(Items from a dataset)
——
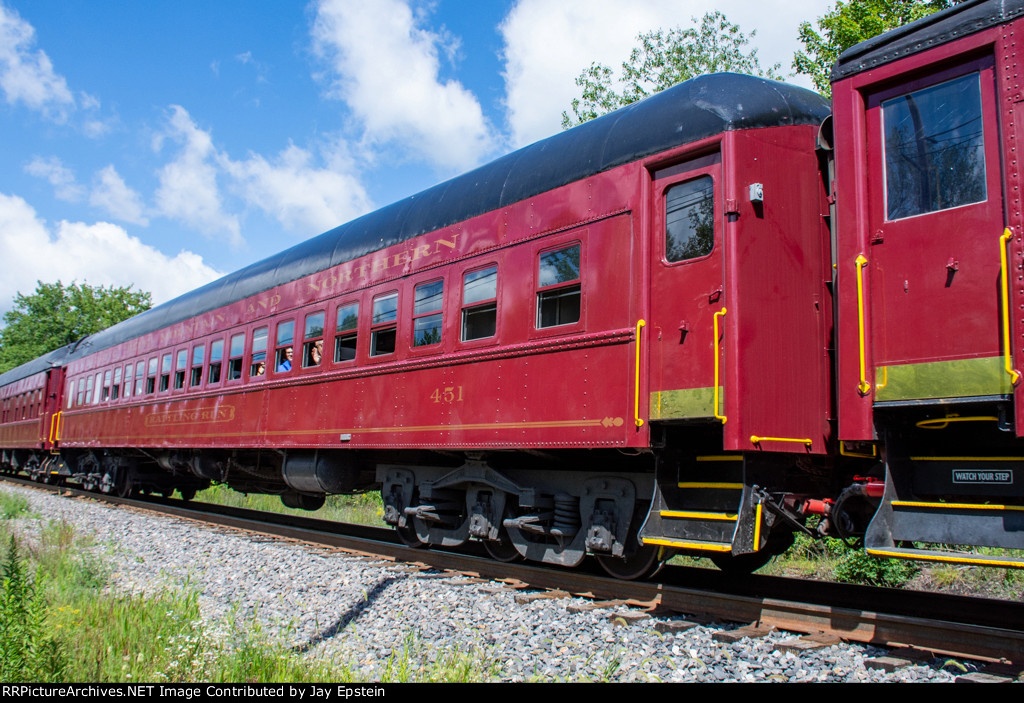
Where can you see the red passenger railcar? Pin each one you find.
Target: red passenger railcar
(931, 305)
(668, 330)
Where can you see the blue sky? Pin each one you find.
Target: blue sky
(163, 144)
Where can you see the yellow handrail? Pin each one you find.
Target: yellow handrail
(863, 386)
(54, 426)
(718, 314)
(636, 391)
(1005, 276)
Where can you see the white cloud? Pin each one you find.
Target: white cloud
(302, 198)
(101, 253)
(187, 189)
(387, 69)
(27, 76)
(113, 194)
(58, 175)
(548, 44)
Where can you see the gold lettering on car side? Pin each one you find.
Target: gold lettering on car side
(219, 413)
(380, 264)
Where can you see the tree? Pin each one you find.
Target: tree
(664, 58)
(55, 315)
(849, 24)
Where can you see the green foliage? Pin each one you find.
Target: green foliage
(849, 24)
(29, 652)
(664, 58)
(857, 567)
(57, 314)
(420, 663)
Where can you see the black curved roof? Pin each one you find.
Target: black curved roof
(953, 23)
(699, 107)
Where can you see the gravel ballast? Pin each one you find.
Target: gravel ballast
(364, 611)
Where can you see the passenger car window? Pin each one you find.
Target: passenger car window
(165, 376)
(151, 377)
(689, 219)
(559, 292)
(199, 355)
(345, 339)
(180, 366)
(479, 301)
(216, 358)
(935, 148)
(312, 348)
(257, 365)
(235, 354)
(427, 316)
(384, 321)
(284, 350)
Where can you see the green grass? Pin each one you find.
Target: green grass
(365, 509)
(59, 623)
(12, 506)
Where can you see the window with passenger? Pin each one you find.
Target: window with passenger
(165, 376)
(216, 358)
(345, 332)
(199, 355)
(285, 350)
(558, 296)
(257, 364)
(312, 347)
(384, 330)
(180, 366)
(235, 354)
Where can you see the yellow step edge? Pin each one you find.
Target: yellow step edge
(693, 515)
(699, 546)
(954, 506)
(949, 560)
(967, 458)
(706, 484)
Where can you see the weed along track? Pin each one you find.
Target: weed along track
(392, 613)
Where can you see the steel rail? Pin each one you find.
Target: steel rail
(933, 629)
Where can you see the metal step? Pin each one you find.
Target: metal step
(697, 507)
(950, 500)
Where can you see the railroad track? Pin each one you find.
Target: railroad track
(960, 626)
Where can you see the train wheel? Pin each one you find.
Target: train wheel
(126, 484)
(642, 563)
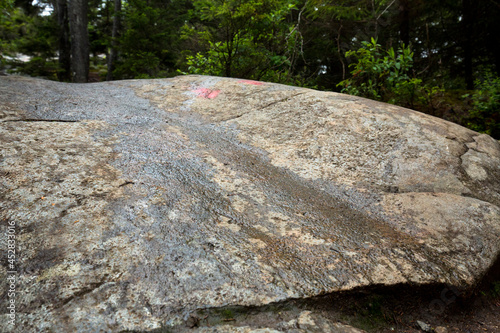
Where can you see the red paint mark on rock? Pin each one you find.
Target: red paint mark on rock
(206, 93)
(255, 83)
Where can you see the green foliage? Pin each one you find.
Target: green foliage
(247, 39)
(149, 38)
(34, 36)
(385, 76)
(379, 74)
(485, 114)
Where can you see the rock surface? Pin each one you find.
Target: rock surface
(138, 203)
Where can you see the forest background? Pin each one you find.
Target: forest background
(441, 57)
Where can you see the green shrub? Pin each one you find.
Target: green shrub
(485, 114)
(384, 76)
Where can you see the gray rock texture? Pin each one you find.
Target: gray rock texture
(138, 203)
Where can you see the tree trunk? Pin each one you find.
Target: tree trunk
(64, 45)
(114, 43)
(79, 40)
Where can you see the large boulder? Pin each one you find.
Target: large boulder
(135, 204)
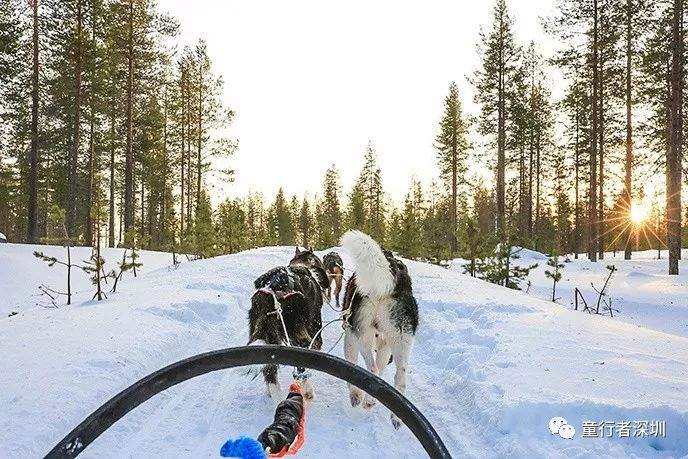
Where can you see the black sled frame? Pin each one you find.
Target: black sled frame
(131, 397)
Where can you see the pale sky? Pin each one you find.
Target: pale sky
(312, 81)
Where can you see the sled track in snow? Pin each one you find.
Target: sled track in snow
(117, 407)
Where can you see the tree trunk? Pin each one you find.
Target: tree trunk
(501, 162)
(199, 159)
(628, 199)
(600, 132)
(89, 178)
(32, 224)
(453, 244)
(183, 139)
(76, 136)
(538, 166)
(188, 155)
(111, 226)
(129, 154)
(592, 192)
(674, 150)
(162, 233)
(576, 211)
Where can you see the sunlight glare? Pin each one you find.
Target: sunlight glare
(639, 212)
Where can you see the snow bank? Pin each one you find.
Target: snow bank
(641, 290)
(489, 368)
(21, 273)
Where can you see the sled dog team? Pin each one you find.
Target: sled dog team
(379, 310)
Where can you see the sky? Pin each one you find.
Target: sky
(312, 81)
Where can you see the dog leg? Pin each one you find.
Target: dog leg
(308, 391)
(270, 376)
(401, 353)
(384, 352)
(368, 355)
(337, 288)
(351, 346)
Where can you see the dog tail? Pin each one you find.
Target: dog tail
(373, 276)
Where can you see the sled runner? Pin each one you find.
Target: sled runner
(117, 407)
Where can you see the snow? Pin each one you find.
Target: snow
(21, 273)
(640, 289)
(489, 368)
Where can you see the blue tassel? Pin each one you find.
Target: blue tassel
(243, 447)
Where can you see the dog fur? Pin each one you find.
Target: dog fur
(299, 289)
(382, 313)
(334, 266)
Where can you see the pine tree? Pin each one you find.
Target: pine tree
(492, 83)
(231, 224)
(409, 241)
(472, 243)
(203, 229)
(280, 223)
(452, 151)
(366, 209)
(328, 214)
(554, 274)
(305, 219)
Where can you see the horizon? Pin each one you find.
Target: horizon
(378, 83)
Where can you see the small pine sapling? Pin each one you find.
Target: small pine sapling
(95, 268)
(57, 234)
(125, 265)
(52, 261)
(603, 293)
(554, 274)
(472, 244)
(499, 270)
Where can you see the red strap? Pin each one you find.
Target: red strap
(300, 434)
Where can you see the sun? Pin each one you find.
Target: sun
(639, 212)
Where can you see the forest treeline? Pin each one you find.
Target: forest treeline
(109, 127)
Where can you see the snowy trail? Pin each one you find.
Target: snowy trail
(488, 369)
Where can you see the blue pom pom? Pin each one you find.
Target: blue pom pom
——
Goal → Rewrite the entries from the line with "Where can you see the horizon?" through the end of the entries, both included, and keep every request. Increase each coordinate in the answers by 9.

Output for this exercise →
Where can you see the horizon? Pin each one you find.
Target: horizon
(387, 92)
Where can you see the small pine sapling? Pin each one you find.
Target: small pine sapling
(104, 277)
(66, 243)
(134, 274)
(61, 270)
(612, 302)
(563, 283)
(481, 253)
(508, 279)
Where can you see the red strap? Pin each one you find.
Target: red strap
(309, 443)
Where can you see the sun? Pin each one you find.
Target: sun
(648, 221)
Where can you see the forest treeline? Pin each one you find.
Target: forest treeline
(118, 136)
Where can you see the snowy trail? Pin each one you find.
Target: snowy trail
(497, 378)
Where can you see the blue pom pom? Pin each one you find.
Target: blue pom pom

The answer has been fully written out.